:: Pointing dataset excerpts ::

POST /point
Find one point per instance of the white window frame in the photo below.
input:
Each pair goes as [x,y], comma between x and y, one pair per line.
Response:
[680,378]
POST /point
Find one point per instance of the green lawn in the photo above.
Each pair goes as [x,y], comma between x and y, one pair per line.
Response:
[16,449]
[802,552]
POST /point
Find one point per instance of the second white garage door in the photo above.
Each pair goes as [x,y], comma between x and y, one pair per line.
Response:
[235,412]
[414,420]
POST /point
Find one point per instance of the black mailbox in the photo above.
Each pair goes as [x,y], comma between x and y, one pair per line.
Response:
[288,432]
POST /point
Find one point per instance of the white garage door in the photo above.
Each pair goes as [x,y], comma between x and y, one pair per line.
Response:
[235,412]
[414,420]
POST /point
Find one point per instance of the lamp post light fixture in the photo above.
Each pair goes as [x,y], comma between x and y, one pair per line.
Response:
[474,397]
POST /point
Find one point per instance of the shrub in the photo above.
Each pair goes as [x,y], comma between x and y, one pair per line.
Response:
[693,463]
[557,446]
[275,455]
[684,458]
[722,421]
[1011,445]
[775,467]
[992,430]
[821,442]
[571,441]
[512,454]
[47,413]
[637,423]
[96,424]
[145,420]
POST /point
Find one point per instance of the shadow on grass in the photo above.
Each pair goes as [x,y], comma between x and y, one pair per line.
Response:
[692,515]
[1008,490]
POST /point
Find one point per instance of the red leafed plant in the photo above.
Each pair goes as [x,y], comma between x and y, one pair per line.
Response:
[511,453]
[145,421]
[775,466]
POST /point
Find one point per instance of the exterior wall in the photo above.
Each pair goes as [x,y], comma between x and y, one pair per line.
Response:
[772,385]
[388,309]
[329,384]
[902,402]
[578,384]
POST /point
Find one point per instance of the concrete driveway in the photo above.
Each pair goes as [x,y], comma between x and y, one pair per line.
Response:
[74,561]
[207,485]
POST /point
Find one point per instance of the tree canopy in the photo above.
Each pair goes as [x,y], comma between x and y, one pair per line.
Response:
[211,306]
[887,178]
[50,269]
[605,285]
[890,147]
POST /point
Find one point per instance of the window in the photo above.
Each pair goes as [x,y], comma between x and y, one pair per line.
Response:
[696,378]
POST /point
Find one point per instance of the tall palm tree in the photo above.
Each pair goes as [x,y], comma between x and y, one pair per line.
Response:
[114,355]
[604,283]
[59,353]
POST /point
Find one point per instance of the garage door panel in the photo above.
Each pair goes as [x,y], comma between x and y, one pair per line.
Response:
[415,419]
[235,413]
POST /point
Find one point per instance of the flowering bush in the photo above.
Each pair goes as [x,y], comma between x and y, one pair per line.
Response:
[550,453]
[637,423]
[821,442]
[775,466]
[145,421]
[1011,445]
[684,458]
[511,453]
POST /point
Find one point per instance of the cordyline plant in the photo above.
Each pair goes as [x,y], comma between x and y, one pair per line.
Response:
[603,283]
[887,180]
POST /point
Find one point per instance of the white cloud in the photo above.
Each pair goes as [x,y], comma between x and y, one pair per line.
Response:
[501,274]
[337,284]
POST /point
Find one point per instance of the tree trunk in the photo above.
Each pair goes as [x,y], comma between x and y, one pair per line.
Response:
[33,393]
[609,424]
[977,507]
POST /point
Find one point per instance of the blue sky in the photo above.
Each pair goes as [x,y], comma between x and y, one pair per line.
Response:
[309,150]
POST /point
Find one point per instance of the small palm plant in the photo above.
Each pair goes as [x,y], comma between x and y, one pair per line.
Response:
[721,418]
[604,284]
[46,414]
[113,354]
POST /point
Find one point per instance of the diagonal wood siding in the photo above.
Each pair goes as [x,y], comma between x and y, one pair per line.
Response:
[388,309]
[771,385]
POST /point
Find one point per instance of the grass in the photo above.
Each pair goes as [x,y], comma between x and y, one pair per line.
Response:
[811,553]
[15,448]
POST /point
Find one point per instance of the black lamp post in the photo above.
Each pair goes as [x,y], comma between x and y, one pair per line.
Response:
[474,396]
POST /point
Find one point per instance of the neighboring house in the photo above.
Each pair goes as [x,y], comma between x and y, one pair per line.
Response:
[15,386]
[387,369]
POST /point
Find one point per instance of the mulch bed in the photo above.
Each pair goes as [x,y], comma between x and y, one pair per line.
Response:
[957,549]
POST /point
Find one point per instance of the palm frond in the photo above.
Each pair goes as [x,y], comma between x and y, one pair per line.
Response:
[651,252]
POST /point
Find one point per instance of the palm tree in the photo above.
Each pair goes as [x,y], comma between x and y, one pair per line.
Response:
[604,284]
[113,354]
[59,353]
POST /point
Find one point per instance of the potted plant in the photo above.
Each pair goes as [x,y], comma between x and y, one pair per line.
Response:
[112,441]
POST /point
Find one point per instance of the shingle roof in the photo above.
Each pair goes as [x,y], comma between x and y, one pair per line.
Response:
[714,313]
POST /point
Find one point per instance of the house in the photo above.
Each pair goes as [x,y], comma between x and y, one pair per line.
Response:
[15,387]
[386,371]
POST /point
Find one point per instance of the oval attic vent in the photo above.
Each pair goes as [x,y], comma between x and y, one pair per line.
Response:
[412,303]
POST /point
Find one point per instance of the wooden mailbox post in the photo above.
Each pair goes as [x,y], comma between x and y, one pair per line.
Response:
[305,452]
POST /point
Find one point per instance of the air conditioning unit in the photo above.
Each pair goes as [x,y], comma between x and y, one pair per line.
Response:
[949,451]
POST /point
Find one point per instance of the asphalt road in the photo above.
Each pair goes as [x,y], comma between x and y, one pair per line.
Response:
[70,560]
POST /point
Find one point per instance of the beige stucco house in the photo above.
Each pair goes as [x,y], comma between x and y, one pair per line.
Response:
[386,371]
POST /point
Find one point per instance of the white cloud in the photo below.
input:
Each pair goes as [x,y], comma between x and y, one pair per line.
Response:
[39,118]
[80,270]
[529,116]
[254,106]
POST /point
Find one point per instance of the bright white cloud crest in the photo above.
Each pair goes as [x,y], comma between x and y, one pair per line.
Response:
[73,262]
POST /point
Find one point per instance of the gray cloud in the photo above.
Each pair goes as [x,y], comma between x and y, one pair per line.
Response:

:: REQUIRED TASK ::
Return every record, word for word.

:: EXERCISE ANSWER ::
POST /point
Find one point per instance of the white window frame in the photo below.
input:
Each pair goes as [x,y], comma between x and y, one pair per line.
Response:
[680,378]
POST /point
Find one point per instance of the green lawn in the photo above.
Each pair goes as [x,y], comma between x and y, one pair per line.
Response:
[16,449]
[802,552]
POST /point
Find one point per instance of the second white garage door in the photo above.
Each pair goes as [x,y], comma between x and y, one pair per line.
Response:
[235,412]
[414,420]
POST /point
Find one point per instance of the black mailbox in the photo above.
Each pair goes as [x,y], comma between x and y, one pair per line.
Response:
[288,432]
POST /point
Find one point per instance of the white garage door in the photo above.
Each pair goes as [x,y], comma between x and y, one pair per line.
Response:
[235,412]
[414,420]
POST /point
Find one point per instance of the lamp post light fixture in the photo above.
Each pair goes as [x,y], comma between x and y, one pair per line.
Response:
[474,397]
POST /point
Find one point per instance of the shrub in the photo above.
Each pair goes as [x,y], comma between x and y, one pair per line.
Response:
[693,463]
[557,446]
[275,455]
[684,458]
[722,421]
[1011,445]
[775,467]
[992,430]
[821,442]
[571,441]
[512,454]
[47,413]
[637,423]
[96,424]
[145,420]
POST /point
Find one point per instance of the shadow on grass in the photo above.
Each pair goes as [x,y], comma between x and y, one pair per line.
Response:
[692,515]
[1008,490]
POST /point
Find one point per instance of the red leafed plant in the photo above.
Each pair goes as [x,y], comma between x and y, one pair per line.
Response:
[511,453]
[145,421]
[775,466]
POST /point
Find one point per instance of the exterior wall in the photo above.
Each pair goes as [x,y], comma between x and y, one pair per line.
Response:
[772,385]
[388,309]
[329,384]
[902,402]
[578,384]
POST /point
Find one point per instance of the concrete driveway in the photo above.
Each pair goes as [x,y], comma between x and y, one pair per line.
Response:
[74,561]
[207,485]
POST /point
Find one point per instance of the tree canopy in the photo above.
Each pair goes as [x,y], comma between x and y, one pair per line.
Response:
[211,306]
[887,178]
[50,269]
[605,285]
[890,147]
POST /point
Find one point per instance of the window in the photo above.
Each pair goes as [x,y], comma between x and y, one pair per line.
Response:
[696,378]
POST /point
Find one point per instance of the tall palm tree in the photo above.
Each pair goes as [x,y], comma between x and y, one pair per line.
Response:
[114,355]
[604,283]
[59,353]
POST /point
Find one point per instance of the garage door panel in the photo above.
Each pair goes as [x,y], comma between x and y, one pair per line.
Response:
[415,419]
[235,413]
POST /point
Find one point per instance of the flowering bush in the photo above.
Each pair goes as [x,y], comma between x and y, one pair per line.
Response:
[550,453]
[637,423]
[821,442]
[775,466]
[145,421]
[1011,445]
[684,458]
[511,453]
POST /point
Find one point per instance of the cordyline plant in the photo above.
Each pair goes as [x,y], comma between x and y, one pair per line.
Response:
[603,283]
[887,180]
POST /point
Find one point per instance of the white cloud in the photo above.
Each pair goes as [x,y], comma between x and y, one pair per line.
Response:
[501,274]
[337,284]
POST /point
Find one point per instance of the tree trunk in the photo above.
Each pair goes as [x,y], comma between x and y, one pair per line.
Response:
[33,393]
[609,424]
[977,507]
POST /point
Find one point per instance of the blue sky in the photo above.
Each pair goes as [x,y], comma between x and y, one pair per line.
Response:
[309,150]
POST /point
Find one point per instance of the small palm plant in the photo above.
Each pair goes as [x,y], comma between x and y, one pair per line.
Response:
[721,418]
[604,284]
[46,414]
[113,354]
POST /point
Find one point per instance of the diagonal wood siding in the photo above.
Each pair goes as [x,y], comma between x and y, one pair per line.
Response:
[388,309]
[771,385]
POST /point
Find one point per instance of the grass in the photo above.
Each pair goes as [x,y], comma between x and y, one pair per line.
Response:
[811,553]
[15,448]
POST /point
Find one point per instance of the black lamp post in the photo above.
Each pair goes as [x,y], comma between x and y, one pair per line.
Response:
[474,396]
POST /point
Find one point per instance of the neighboring house in the photo above.
Each pair goes as [x,y], comma between x and y, one pair per line.
Response:
[15,386]
[387,369]
POST /point
Find one point per instance of the mulch bed in the photo above.
Each pair goes as [x,y], comma between x and y, one pair per line.
Response:
[957,549]
POST /point
Find one point per instance of the palm frond in the photo above.
Each pair goes as [x,y], comma between x and y, one pair per line.
Response:
[651,252]
POST /point
Find one point per instance of the palm tree in the photo above.
Each pair goes as [x,y], comma between x and y, one pair per line.
Response:
[604,284]
[113,354]
[59,353]
POST /point
Find one point per instance of the potted plant in the photo above.
Each pair goes as [x,y], comma between x and y, one pair per line.
Response:
[112,441]
POST /point
Find one point per instance of the shingle roof in the photo above.
Each pair goes as [x,y], comma between x and y, one pair per line.
Response:
[714,313]
POST /point
Find one point per instance of the house in the photo above.
Each pair goes as [x,y], comma between x and y, one pair per line.
Response:
[15,387]
[386,371]
POST /point
Find one point per instance of the oval attic vent in the photo above.
Each pair goes as [x,y], comma between x and y, one pair per line.
Response:
[412,303]
POST /point
Find one point per instance of the wooden mailbox post in the photo above.
Each pair goes as [x,y], comma between x and y, one pair per line.
Response:
[305,452]
POST /point
Find one point per instance of the air conditioning unit in the photo above.
Each pair goes as [x,y], comma between x and y, one pair per line.
Response:
[949,451]
POST /point
Find one point per instance of the asphalt road in the photo above.
Each pair goes as [x,y], comma between x and y, one pair per line.
Response:
[70,560]
POST /point
Find one point per instance of the beige stucco house in the photo above.
Each pair goes as [x,y], comma between x and y, one pair per line.
Response:
[386,371]
POST /point
Find one point per instance of the white cloud in the photo below.
input:
Each pair goes as [x,y], comma between x and y, one pair per line.
Response:
[39,118]
[80,270]
[529,116]
[254,106]
POST /point
Find one point per instance of the bright white cloud crest in the photo above.
Each pair goes as [x,y], comma between x and y, one pair per line.
Response:
[73,262]
POST /point
Find one point per instance of the gray cloud in the photo above.
Each pair goes as [x,y], comma between x and y, one pair per line.
Response:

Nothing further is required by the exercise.